*** Opening of SUPPLIED RECORDS ***

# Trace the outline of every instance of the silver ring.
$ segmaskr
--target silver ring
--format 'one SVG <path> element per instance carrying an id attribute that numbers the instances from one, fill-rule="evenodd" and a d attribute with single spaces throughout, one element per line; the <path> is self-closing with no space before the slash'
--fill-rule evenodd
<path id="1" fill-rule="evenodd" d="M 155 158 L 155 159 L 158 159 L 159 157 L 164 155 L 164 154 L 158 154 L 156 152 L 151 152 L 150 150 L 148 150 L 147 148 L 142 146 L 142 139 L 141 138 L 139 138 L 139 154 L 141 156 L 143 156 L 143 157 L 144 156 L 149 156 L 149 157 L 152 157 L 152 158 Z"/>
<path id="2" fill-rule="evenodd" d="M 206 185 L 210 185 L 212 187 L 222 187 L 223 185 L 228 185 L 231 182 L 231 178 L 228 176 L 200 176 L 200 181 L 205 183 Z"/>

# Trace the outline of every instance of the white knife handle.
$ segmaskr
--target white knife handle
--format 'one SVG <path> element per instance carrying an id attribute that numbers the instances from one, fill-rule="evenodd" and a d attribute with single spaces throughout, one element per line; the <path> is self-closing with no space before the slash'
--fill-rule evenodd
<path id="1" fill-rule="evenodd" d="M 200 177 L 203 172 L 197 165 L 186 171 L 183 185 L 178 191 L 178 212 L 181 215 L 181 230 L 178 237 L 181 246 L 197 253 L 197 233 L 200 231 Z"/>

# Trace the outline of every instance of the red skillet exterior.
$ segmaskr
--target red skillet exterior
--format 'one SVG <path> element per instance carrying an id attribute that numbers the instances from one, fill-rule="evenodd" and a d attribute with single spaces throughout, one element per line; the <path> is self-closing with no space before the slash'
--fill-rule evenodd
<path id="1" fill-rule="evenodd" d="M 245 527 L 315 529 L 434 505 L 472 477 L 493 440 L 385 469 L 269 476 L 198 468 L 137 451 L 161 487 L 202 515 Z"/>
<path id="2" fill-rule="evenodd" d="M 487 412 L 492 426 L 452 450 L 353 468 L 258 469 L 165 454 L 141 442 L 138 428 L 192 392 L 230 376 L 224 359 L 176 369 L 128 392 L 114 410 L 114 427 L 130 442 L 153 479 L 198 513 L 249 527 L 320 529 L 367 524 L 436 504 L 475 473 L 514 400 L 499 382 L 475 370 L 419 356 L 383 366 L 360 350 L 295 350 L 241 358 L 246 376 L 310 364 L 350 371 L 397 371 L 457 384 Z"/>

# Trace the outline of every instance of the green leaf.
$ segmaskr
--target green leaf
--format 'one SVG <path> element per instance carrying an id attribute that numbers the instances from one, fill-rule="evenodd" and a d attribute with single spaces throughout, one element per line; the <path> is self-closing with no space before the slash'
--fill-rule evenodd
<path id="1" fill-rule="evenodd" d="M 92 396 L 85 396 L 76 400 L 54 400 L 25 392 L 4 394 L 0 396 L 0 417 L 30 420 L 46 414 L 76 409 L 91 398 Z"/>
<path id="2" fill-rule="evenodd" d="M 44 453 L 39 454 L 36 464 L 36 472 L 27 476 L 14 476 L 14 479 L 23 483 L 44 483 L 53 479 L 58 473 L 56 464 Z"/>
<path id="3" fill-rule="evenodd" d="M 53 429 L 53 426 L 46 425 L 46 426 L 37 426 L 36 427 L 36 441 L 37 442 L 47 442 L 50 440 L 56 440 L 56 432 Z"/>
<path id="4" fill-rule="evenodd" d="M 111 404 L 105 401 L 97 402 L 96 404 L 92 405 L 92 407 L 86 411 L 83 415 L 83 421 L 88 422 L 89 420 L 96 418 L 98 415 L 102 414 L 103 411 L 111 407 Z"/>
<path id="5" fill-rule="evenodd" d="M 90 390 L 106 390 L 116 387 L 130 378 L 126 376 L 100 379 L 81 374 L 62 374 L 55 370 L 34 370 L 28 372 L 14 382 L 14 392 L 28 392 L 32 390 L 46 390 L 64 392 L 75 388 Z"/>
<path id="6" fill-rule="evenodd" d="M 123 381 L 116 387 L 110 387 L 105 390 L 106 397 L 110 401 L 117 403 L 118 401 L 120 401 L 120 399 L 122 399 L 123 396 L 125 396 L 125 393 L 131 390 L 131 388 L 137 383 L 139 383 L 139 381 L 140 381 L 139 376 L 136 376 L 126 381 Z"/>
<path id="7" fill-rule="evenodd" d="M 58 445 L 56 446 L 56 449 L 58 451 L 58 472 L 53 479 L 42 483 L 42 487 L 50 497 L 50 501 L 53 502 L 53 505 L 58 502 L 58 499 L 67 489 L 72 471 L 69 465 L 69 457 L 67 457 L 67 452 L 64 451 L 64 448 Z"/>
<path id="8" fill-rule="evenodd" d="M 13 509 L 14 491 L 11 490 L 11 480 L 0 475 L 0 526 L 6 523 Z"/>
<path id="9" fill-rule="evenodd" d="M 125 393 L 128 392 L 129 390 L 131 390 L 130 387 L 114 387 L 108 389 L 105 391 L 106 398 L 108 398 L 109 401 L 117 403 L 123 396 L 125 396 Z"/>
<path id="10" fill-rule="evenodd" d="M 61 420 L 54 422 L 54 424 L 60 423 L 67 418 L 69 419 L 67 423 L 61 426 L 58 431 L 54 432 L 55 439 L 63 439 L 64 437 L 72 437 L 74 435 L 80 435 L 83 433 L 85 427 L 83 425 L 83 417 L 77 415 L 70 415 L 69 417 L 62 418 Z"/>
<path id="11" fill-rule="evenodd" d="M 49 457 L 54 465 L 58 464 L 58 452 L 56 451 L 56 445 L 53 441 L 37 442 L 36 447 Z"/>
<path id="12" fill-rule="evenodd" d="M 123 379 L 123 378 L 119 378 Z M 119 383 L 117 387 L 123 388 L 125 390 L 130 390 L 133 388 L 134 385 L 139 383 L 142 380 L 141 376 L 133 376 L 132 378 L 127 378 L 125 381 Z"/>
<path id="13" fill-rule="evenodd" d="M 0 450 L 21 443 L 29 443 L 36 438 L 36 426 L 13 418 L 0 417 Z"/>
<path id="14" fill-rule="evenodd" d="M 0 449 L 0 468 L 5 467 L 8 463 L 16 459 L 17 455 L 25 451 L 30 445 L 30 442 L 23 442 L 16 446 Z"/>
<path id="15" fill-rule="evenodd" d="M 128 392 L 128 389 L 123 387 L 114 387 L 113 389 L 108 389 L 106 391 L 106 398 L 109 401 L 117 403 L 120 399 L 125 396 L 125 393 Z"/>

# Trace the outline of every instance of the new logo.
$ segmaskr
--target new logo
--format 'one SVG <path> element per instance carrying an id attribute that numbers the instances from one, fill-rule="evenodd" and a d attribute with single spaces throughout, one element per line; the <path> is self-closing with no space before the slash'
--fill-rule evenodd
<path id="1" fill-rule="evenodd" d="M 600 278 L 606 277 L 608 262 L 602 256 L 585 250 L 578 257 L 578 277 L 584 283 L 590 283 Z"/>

*** Close of SUPPLIED RECORDS ***

__WORK TASK__: Exactly as it appears above, write out the complete listing.

__ANSWER FOR THIS EXERCISE__:
# Trace the outline of every instance of the silver ring.
$ segmaskr
--target silver ring
--format 'one SVG <path> element per instance carrying an id attribute that numbers the instances from one, fill-rule="evenodd" and a d attribute with single spaces throughout, one element per line; the <path> is self-closing with no space before the slash'
--fill-rule evenodd
<path id="1" fill-rule="evenodd" d="M 155 158 L 155 159 L 158 159 L 159 157 L 164 155 L 164 154 L 158 154 L 156 152 L 151 152 L 150 150 L 148 150 L 147 148 L 142 146 L 142 139 L 141 138 L 139 138 L 139 154 L 141 156 L 143 156 L 143 157 L 144 156 L 149 156 L 149 157 L 152 157 L 152 158 Z"/>
<path id="2" fill-rule="evenodd" d="M 206 185 L 210 185 L 212 187 L 222 187 L 223 185 L 228 185 L 231 182 L 231 178 L 228 176 L 200 176 L 200 181 L 205 183 Z"/>

# Trace the outline of every instance of the white knife handle.
$ segmaskr
--target white knife handle
--format 'one SVG <path> element per instance carrying an id attribute that numbers the instances from one, fill-rule="evenodd" and a d attribute with single spaces throughout, one element per line; the <path> is self-closing with no space before the slash'
--fill-rule evenodd
<path id="1" fill-rule="evenodd" d="M 200 177 L 203 172 L 197 165 L 186 171 L 183 185 L 178 191 L 178 212 L 181 215 L 181 230 L 178 237 L 181 246 L 197 253 L 197 233 L 200 231 Z"/>

# Trace the outline of every instance of the red skillet exterior.
$ segmaskr
--target red skillet exterior
--format 'one SVG <path> element per instance carrying an id attribute that numbers the instances from one, fill-rule="evenodd" and a d attribute with single spaces throughout, one element per line; the <path> is self-closing with no space before the slash'
--fill-rule evenodd
<path id="1" fill-rule="evenodd" d="M 245 527 L 315 529 L 434 505 L 472 477 L 493 440 L 385 469 L 269 476 L 198 468 L 137 451 L 161 487 L 202 515 Z"/>
<path id="2" fill-rule="evenodd" d="M 487 412 L 492 426 L 452 450 L 353 468 L 258 469 L 165 454 L 141 442 L 138 428 L 192 392 L 230 376 L 224 359 L 176 369 L 128 392 L 114 410 L 114 427 L 130 442 L 153 479 L 198 513 L 249 527 L 320 529 L 367 524 L 436 504 L 475 473 L 514 400 L 499 382 L 475 370 L 419 356 L 383 366 L 360 350 L 295 350 L 241 358 L 246 376 L 310 364 L 350 371 L 397 371 L 457 384 Z"/>

# Trace the outline of every instance of the green leaf.
$ segmaskr
--target green leaf
--format 'one SVG <path> element per instance carrying an id attribute that numbers the instances from one, fill-rule="evenodd" and a d attribute with single spaces throughout, one element per line; the <path> is self-closing with no space before the slash'
--fill-rule evenodd
<path id="1" fill-rule="evenodd" d="M 92 396 L 85 396 L 76 400 L 54 400 L 25 392 L 4 394 L 0 396 L 0 417 L 30 420 L 46 414 L 76 409 L 91 398 Z"/>
<path id="2" fill-rule="evenodd" d="M 44 453 L 39 454 L 36 464 L 36 472 L 27 476 L 14 476 L 14 479 L 23 483 L 44 483 L 53 479 L 58 473 L 56 464 Z"/>
<path id="3" fill-rule="evenodd" d="M 53 429 L 53 426 L 46 425 L 46 426 L 37 426 L 36 427 L 36 441 L 37 442 L 47 442 L 50 440 L 56 440 L 56 432 Z"/>
<path id="4" fill-rule="evenodd" d="M 111 404 L 105 401 L 97 402 L 96 404 L 92 405 L 92 407 L 86 411 L 83 415 L 83 421 L 88 422 L 89 420 L 96 418 L 98 415 L 102 414 L 103 411 L 111 407 Z"/>
<path id="5" fill-rule="evenodd" d="M 90 390 L 106 390 L 116 387 L 130 378 L 126 376 L 100 379 L 81 374 L 62 374 L 55 370 L 34 370 L 28 372 L 14 382 L 14 392 L 28 392 L 32 390 L 46 390 L 64 392 L 75 388 Z"/>
<path id="6" fill-rule="evenodd" d="M 123 381 L 116 387 L 110 387 L 105 390 L 106 397 L 110 401 L 117 403 L 118 401 L 120 401 L 120 399 L 122 399 L 123 396 L 125 396 L 125 393 L 131 390 L 131 388 L 137 383 L 139 383 L 139 381 L 140 381 L 139 376 L 136 376 L 126 381 Z"/>
<path id="7" fill-rule="evenodd" d="M 58 445 L 56 446 L 56 449 L 58 451 L 58 472 L 53 479 L 42 483 L 42 487 L 50 497 L 50 501 L 53 502 L 53 505 L 58 502 L 58 499 L 67 489 L 72 471 L 69 465 L 69 457 L 67 457 L 67 452 L 64 451 L 64 448 Z"/>
<path id="8" fill-rule="evenodd" d="M 13 509 L 14 491 L 11 490 L 11 480 L 0 475 L 0 526 L 6 523 Z"/>
<path id="9" fill-rule="evenodd" d="M 125 393 L 128 392 L 129 390 L 131 390 L 130 387 L 114 387 L 108 389 L 105 391 L 106 398 L 108 398 L 109 401 L 117 403 L 123 396 L 125 396 Z"/>
<path id="10" fill-rule="evenodd" d="M 61 420 L 54 422 L 54 424 L 60 423 L 67 418 L 69 419 L 67 423 L 61 426 L 58 431 L 54 432 L 55 439 L 63 439 L 64 437 L 72 437 L 74 435 L 80 435 L 83 433 L 85 427 L 83 425 L 83 417 L 77 415 L 70 415 L 69 417 L 62 418 Z"/>
<path id="11" fill-rule="evenodd" d="M 49 457 L 54 465 L 58 464 L 58 452 L 56 451 L 56 445 L 53 441 L 37 442 L 36 447 Z"/>
<path id="12" fill-rule="evenodd" d="M 123 379 L 123 378 L 119 378 Z M 119 383 L 117 387 L 123 388 L 125 390 L 130 390 L 133 388 L 134 385 L 139 383 L 142 380 L 141 376 L 133 376 L 132 378 L 127 378 L 125 381 Z"/>
<path id="13" fill-rule="evenodd" d="M 0 450 L 21 443 L 29 443 L 36 438 L 36 426 L 13 418 L 0 417 Z"/>
<path id="14" fill-rule="evenodd" d="M 0 449 L 0 468 L 5 467 L 8 463 L 16 459 L 17 455 L 25 451 L 30 445 L 30 442 L 23 442 L 16 446 Z"/>
<path id="15" fill-rule="evenodd" d="M 128 392 L 128 389 L 123 387 L 114 387 L 113 389 L 108 389 L 106 391 L 106 398 L 109 401 L 117 403 L 120 399 L 125 396 L 125 393 Z"/>

# Trace the outline of every instance of the new logo.
$ segmaskr
--target new logo
--format 'one SVG <path> element per instance carrying an id attribute that numbers the instances from one, fill-rule="evenodd" and a d attribute with single spaces throughout, one element per line; the <path> is self-closing with no space before the slash'
--fill-rule evenodd
<path id="1" fill-rule="evenodd" d="M 600 278 L 606 277 L 608 262 L 602 256 L 585 250 L 578 257 L 578 277 L 584 283 L 590 283 Z"/>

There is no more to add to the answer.